→ PROBLEM STATEMENT: Name every bariatric surgery procedure that the text on weight loss surgery calls among the most common performed today.

Severe obesity is a chronic medical condition that adversely affects the health and quality of life of many people in the United States. Most of these individuals have made serious attempts to lose weight through diet programs and exercise routines, but the efforts have not been successful in helping them achieve substantial and permanent weight loss.
Obesity is a very difficult disease to treat. If a person is 100 pounds or more overweight, they may not be able to lose the excess weight with diet modifications and exercise alone. For these individuals, surgical treatment for obesity is often considered the most effective weight loss option.
Bariatric surgery, commonly referred to as weight loss surgery, is the surgical treatment of obesity that involves making changes to the digestive system. The changes made to the body will help a person lose weight by either restricting the amount or type of food that can be eaten (a restrictive procedure) or by limiting the amount of food that is absorbed by the body (a malabsorptive procedure).
The most common bariatric surgery procedures performed today are Roux-en-Y gastric bypass surgery, adjustable gastric band, sleeve gastrectomy (also known as gastric sleeve surgery), and the biliopancreatic diversion with duodenal switch procedure.
Bariatric surgery is not a shortcut to weight loss, nor should it be considered for women who are under 80 pounds overweight or men who are under 100 pounds overweight. Bariatric surgery is major gastro-intestinal surgery reserved for individuals with severe or morbid obesity.

→ EXTRACTED MATERIAL:
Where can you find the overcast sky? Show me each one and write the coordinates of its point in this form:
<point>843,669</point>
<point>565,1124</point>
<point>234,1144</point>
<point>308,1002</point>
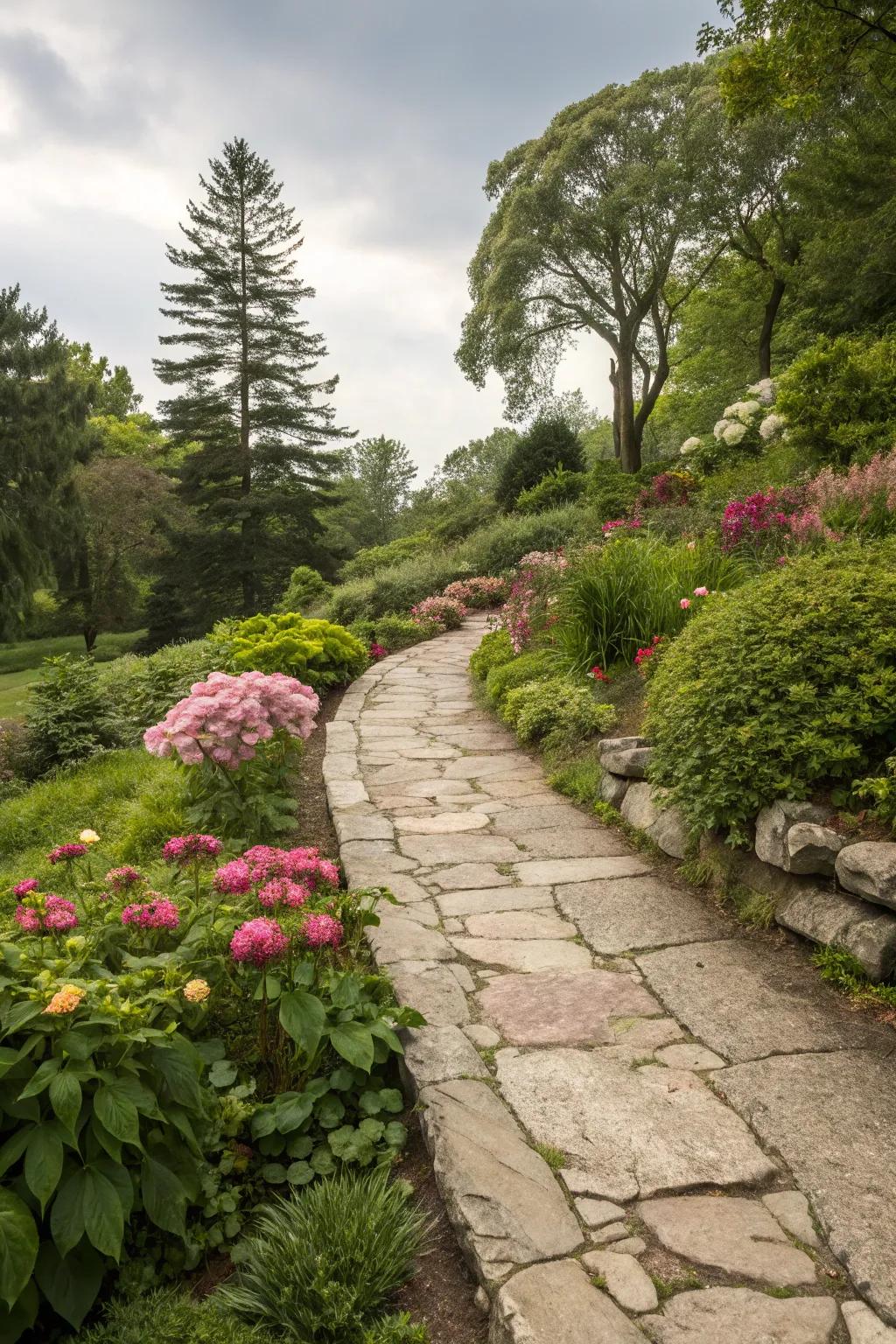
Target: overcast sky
<point>379,116</point>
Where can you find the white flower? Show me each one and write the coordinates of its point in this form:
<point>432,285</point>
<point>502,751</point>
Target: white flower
<point>771,426</point>
<point>734,433</point>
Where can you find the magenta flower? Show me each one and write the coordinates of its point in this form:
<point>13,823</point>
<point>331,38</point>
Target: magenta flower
<point>258,941</point>
<point>152,914</point>
<point>321,932</point>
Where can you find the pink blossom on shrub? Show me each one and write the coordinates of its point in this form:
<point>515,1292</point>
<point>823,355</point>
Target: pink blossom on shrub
<point>258,941</point>
<point>225,718</point>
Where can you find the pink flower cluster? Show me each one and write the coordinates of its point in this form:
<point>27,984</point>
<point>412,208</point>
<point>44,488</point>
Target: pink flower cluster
<point>152,914</point>
<point>58,915</point>
<point>185,850</point>
<point>258,941</point>
<point>225,718</point>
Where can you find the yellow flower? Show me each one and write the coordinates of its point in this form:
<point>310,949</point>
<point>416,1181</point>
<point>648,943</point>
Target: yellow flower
<point>196,990</point>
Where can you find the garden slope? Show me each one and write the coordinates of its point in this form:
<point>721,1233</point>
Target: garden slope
<point>582,1005</point>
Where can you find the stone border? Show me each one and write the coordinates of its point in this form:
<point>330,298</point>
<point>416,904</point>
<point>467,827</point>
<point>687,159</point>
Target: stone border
<point>853,909</point>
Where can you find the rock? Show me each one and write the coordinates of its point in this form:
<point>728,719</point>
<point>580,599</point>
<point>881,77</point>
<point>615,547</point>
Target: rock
<point>630,762</point>
<point>494,900</point>
<point>830,917</point>
<point>690,1057</point>
<point>520,924</point>
<point>504,1203</point>
<point>551,872</point>
<point>612,789</point>
<point>792,1210</point>
<point>830,1117</point>
<point>813,848</point>
<point>430,988</point>
<point>524,953</point>
<point>870,870</point>
<point>634,913</point>
<point>626,1281</point>
<point>864,1326</point>
<point>551,1303</point>
<point>639,1130</point>
<point>746,1003</point>
<point>598,1213</point>
<point>775,822</point>
<point>737,1236</point>
<point>436,1054</point>
<point>484,1038</point>
<point>562,1007</point>
<point>739,1314</point>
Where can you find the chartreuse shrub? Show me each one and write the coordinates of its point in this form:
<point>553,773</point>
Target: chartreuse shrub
<point>321,1265</point>
<point>318,652</point>
<point>783,687</point>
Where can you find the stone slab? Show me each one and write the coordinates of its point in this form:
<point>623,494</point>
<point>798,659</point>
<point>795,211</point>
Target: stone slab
<point>641,1132</point>
<point>735,1236</point>
<point>746,1000</point>
<point>832,1118</point>
<point>501,1198</point>
<point>557,1303</point>
<point>743,1316</point>
<point>564,1008</point>
<point>635,913</point>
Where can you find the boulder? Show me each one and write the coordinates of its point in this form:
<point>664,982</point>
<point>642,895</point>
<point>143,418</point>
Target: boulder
<point>868,869</point>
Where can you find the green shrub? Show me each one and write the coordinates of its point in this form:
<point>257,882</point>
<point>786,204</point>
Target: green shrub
<point>557,486</point>
<point>840,398</point>
<point>374,558</point>
<point>323,1264</point>
<point>556,710</point>
<point>508,676</point>
<point>786,686</point>
<point>306,588</point>
<point>318,652</point>
<point>618,597</point>
<point>494,652</point>
<point>165,1318</point>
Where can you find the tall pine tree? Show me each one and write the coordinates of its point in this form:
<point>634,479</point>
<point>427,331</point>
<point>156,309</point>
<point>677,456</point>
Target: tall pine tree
<point>248,402</point>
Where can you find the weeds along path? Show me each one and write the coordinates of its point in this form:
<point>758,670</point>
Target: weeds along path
<point>642,1123</point>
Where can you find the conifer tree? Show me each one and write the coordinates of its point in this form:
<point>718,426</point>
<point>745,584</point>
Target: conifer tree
<point>248,399</point>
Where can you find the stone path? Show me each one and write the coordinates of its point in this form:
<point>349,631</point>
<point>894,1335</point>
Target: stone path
<point>644,1123</point>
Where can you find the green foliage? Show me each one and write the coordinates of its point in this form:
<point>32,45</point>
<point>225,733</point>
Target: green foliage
<point>617,598</point>
<point>306,588</point>
<point>557,486</point>
<point>840,398</point>
<point>556,710</point>
<point>313,651</point>
<point>494,652</point>
<point>550,444</point>
<point>780,689</point>
<point>323,1264</point>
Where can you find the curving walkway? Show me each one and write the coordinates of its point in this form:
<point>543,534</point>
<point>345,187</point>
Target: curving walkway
<point>620,1088</point>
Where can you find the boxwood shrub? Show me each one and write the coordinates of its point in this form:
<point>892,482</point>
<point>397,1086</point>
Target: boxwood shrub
<point>780,689</point>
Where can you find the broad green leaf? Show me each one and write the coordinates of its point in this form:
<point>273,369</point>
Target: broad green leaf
<point>43,1163</point>
<point>18,1246</point>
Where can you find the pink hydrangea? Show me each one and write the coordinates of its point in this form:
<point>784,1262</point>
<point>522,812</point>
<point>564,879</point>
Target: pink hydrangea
<point>185,850</point>
<point>321,932</point>
<point>234,878</point>
<point>284,892</point>
<point>152,914</point>
<point>226,717</point>
<point>258,941</point>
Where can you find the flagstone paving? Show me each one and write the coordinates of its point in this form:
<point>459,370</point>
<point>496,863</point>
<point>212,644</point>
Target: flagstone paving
<point>621,1090</point>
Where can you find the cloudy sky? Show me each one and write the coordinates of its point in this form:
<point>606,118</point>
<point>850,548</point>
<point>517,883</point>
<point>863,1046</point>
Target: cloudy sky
<point>379,116</point>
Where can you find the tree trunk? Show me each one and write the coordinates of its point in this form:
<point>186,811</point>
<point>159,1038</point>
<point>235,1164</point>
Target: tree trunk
<point>767,326</point>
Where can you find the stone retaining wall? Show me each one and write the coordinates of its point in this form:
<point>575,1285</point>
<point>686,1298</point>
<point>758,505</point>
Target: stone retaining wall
<point>823,886</point>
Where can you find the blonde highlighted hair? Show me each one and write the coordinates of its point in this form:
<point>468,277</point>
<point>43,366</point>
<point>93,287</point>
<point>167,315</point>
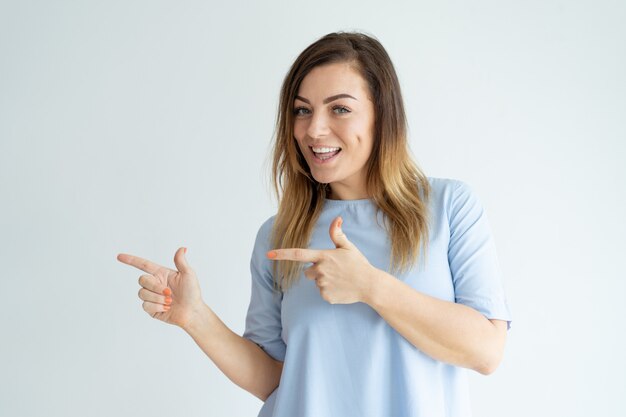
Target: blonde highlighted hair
<point>394,181</point>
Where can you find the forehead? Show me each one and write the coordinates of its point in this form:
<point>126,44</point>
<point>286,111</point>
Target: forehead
<point>329,79</point>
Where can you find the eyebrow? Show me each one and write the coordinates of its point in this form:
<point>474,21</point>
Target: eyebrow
<point>328,99</point>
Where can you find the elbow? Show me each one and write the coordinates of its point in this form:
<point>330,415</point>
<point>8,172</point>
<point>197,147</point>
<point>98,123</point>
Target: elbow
<point>488,363</point>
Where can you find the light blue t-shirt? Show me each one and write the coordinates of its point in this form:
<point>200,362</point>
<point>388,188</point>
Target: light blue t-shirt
<point>345,359</point>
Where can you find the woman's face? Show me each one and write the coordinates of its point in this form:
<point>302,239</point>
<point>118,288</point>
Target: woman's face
<point>334,128</point>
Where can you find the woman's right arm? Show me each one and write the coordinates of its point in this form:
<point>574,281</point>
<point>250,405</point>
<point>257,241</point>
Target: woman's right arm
<point>240,359</point>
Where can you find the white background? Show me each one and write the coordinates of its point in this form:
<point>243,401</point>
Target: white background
<point>143,126</point>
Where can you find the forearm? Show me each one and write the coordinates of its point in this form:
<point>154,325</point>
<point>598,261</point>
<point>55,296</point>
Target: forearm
<point>447,331</point>
<point>240,359</point>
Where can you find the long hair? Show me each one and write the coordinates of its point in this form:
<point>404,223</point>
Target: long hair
<point>394,181</point>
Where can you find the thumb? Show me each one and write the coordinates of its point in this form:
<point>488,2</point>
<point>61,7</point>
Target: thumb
<point>180,261</point>
<point>337,236</point>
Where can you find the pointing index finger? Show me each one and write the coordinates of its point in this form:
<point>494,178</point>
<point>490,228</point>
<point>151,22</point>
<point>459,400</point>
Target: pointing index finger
<point>295,254</point>
<point>140,263</point>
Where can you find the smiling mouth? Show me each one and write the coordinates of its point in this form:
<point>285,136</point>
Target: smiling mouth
<point>327,155</point>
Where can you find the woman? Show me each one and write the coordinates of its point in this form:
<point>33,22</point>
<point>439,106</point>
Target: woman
<point>389,285</point>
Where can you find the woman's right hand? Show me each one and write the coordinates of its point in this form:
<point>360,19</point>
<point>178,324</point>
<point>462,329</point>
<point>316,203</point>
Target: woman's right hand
<point>168,295</point>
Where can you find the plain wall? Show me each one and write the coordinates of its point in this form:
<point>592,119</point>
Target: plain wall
<point>143,126</point>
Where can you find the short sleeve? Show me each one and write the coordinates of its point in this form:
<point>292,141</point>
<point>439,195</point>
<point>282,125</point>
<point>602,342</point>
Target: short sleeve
<point>263,320</point>
<point>472,257</point>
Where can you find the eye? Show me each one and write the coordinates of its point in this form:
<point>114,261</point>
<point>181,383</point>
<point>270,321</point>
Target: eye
<point>300,111</point>
<point>341,110</point>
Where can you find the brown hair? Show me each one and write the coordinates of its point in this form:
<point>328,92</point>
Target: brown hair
<point>394,181</point>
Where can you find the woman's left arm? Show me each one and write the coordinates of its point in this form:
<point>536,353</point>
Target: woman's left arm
<point>447,331</point>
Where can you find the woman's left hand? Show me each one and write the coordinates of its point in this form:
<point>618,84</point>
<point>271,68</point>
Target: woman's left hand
<point>343,275</point>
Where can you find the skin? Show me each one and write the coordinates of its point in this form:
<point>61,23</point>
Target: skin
<point>447,331</point>
<point>333,108</point>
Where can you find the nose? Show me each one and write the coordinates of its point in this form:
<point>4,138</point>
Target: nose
<point>318,125</point>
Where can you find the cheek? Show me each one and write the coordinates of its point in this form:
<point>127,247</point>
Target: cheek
<point>299,129</point>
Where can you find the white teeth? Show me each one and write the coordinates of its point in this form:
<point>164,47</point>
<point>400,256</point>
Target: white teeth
<point>325,150</point>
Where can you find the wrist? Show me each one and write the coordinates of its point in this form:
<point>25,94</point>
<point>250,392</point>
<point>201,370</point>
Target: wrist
<point>375,279</point>
<point>198,318</point>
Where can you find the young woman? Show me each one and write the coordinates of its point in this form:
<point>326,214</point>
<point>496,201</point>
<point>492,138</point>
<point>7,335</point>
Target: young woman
<point>374,288</point>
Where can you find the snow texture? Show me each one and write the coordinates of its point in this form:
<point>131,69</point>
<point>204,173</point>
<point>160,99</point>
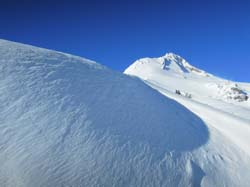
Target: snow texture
<point>223,106</point>
<point>68,121</point>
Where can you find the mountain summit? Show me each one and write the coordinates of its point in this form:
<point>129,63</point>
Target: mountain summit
<point>175,73</point>
<point>69,121</point>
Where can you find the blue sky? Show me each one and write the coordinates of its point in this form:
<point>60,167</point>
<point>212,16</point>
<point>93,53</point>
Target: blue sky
<point>212,35</point>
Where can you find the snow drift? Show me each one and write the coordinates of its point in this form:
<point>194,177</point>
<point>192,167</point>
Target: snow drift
<point>68,121</point>
<point>224,107</point>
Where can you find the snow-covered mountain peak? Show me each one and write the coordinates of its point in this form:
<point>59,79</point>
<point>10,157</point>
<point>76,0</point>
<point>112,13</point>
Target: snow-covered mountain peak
<point>169,62</point>
<point>175,73</point>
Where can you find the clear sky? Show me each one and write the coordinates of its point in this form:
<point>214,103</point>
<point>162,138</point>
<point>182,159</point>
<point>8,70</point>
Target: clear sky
<point>213,35</point>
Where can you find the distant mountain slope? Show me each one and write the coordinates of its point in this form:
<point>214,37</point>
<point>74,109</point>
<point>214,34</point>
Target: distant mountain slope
<point>223,105</point>
<point>68,121</point>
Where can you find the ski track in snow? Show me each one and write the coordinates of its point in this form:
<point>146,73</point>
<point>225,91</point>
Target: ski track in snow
<point>224,160</point>
<point>68,121</point>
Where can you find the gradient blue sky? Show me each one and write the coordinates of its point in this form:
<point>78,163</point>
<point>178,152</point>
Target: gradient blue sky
<point>213,35</point>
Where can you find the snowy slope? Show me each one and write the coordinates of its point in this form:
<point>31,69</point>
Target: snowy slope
<point>223,106</point>
<point>68,121</point>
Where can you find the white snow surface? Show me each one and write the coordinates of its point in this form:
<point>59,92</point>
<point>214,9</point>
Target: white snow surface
<point>218,102</point>
<point>68,121</point>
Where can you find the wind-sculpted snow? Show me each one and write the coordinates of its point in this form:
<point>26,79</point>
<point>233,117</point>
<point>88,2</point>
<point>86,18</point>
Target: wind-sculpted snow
<point>224,107</point>
<point>67,121</point>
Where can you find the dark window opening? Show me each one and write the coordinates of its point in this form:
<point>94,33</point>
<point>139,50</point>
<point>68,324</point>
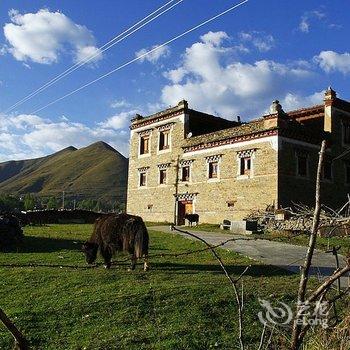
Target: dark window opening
<point>327,170</point>
<point>142,179</point>
<point>347,173</point>
<point>144,145</point>
<point>185,173</point>
<point>346,133</point>
<point>245,166</point>
<point>213,170</point>
<point>164,140</point>
<point>162,177</point>
<point>302,165</point>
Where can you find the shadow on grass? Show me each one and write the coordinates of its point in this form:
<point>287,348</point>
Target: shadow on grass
<point>47,245</point>
<point>254,270</point>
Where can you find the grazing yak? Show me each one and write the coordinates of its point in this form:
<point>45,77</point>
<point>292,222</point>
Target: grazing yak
<point>118,232</point>
<point>192,218</point>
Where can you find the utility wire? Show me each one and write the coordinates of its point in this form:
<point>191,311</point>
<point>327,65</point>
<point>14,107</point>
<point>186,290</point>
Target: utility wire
<point>141,56</point>
<point>120,37</point>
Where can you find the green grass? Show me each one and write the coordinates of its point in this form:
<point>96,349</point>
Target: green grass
<point>322,243</point>
<point>181,303</point>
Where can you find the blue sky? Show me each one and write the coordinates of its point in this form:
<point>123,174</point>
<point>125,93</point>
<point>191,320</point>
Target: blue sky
<point>236,65</point>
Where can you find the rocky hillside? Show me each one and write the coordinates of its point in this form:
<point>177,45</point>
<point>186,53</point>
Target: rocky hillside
<point>94,172</point>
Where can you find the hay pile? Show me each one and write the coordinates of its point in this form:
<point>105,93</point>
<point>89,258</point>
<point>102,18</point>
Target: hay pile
<point>11,233</point>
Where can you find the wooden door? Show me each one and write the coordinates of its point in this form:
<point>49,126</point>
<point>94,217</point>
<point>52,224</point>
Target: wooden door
<point>183,208</point>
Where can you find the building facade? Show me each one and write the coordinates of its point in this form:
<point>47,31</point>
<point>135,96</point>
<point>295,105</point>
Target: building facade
<point>184,161</point>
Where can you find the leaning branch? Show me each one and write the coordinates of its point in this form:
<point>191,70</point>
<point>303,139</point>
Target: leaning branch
<point>231,280</point>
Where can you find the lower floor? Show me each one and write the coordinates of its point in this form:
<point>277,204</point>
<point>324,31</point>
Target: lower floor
<point>212,210</point>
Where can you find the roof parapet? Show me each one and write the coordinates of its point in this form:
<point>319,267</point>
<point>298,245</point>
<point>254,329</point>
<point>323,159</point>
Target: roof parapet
<point>329,96</point>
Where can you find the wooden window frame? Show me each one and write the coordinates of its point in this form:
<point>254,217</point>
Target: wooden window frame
<point>164,140</point>
<point>143,150</point>
<point>162,180</point>
<point>188,177</point>
<point>143,176</point>
<point>211,173</point>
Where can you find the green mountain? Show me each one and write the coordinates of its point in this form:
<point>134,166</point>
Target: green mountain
<point>94,172</point>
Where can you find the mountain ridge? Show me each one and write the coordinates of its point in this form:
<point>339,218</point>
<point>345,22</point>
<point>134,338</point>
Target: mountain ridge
<point>97,171</point>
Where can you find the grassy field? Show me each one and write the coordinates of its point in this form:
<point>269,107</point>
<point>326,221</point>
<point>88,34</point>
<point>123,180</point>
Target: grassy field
<point>181,303</point>
<point>322,243</point>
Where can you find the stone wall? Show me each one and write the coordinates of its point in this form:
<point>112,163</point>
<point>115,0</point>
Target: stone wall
<point>302,190</point>
<point>230,196</point>
<point>155,202</point>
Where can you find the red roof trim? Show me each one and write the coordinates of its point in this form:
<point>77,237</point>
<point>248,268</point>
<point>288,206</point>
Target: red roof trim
<point>231,140</point>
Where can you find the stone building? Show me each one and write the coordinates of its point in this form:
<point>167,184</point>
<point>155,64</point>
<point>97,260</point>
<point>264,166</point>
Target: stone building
<point>184,161</point>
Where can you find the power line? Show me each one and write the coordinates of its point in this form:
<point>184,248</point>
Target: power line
<point>141,56</point>
<point>120,37</point>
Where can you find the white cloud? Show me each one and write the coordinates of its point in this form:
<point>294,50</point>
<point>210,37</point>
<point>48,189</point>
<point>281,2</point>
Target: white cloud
<point>294,101</point>
<point>119,121</point>
<point>263,42</point>
<point>214,38</point>
<point>41,37</point>
<point>120,104</point>
<point>332,61</point>
<point>308,17</point>
<point>229,88</point>
<point>153,57</point>
<point>28,136</point>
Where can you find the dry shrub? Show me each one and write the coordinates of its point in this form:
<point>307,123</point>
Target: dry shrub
<point>11,233</point>
<point>337,338</point>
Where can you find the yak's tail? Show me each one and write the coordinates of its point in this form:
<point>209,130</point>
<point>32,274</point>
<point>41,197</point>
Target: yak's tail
<point>141,240</point>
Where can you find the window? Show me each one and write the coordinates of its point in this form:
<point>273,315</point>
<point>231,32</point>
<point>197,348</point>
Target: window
<point>185,176</point>
<point>164,140</point>
<point>346,134</point>
<point>327,170</point>
<point>213,170</point>
<point>347,173</point>
<point>142,179</point>
<point>162,176</point>
<point>245,165</point>
<point>144,144</point>
<point>302,165</point>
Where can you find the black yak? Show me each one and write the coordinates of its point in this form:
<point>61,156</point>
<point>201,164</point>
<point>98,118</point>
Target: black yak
<point>118,232</point>
<point>192,218</point>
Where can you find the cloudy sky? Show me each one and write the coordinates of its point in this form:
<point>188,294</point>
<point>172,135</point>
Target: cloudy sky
<point>236,65</point>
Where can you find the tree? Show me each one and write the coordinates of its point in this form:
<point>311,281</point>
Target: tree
<point>29,202</point>
<point>9,203</point>
<point>52,203</point>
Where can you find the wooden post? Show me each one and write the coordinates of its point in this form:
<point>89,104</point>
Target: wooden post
<point>20,340</point>
<point>304,277</point>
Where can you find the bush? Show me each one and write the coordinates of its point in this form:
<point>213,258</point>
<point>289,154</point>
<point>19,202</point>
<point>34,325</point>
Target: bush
<point>11,233</point>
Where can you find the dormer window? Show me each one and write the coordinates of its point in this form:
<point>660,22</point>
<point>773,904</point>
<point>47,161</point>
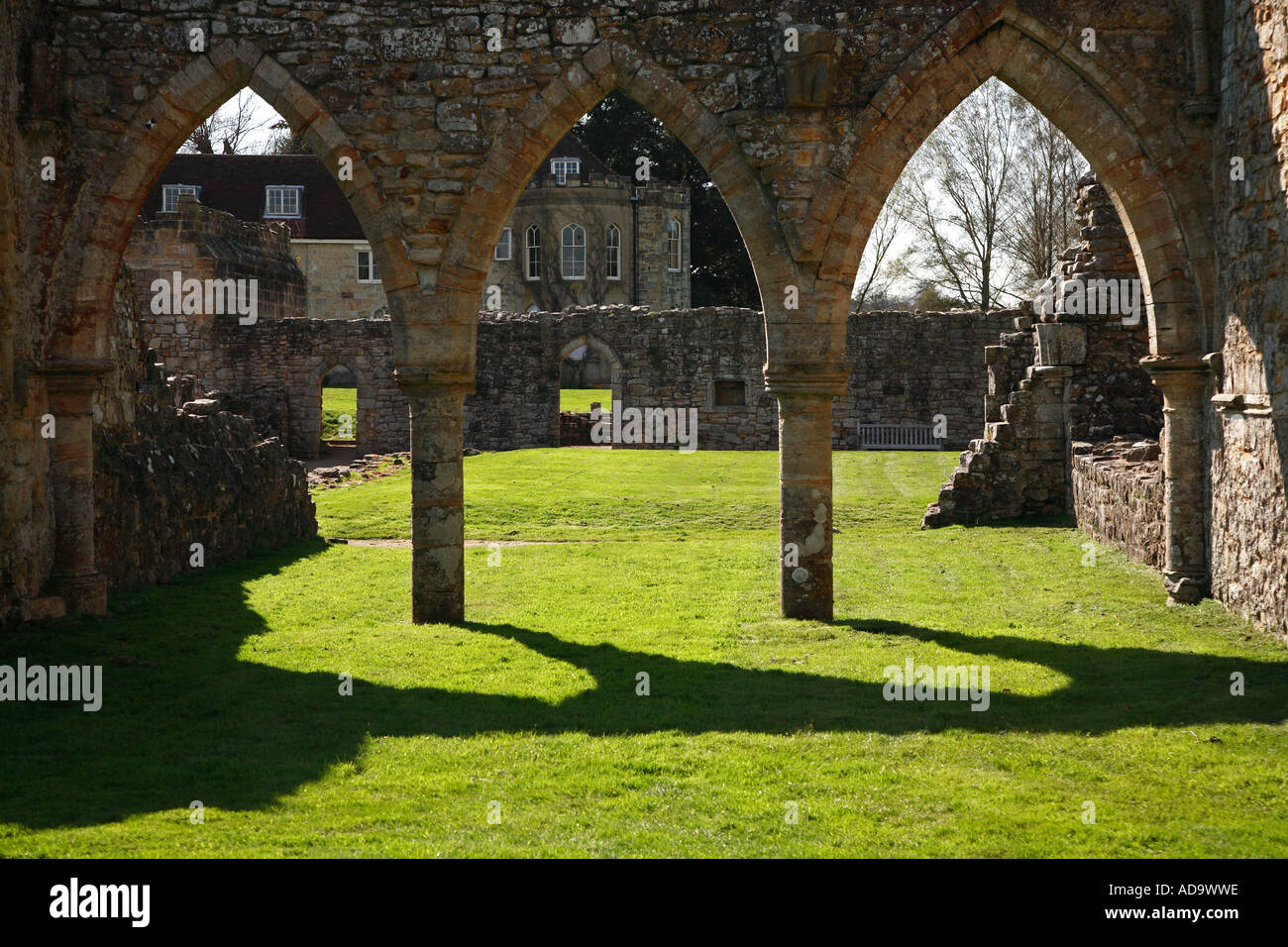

→ SOLUTION TO THE PROBLEM:
- Roux-en-Y gastric bypass surgery
- Adjustable gastric band
- Sleeve gastrectomy (also known as gastric sleeve surgery)
- Biliopancreatic diversion with duodenal switch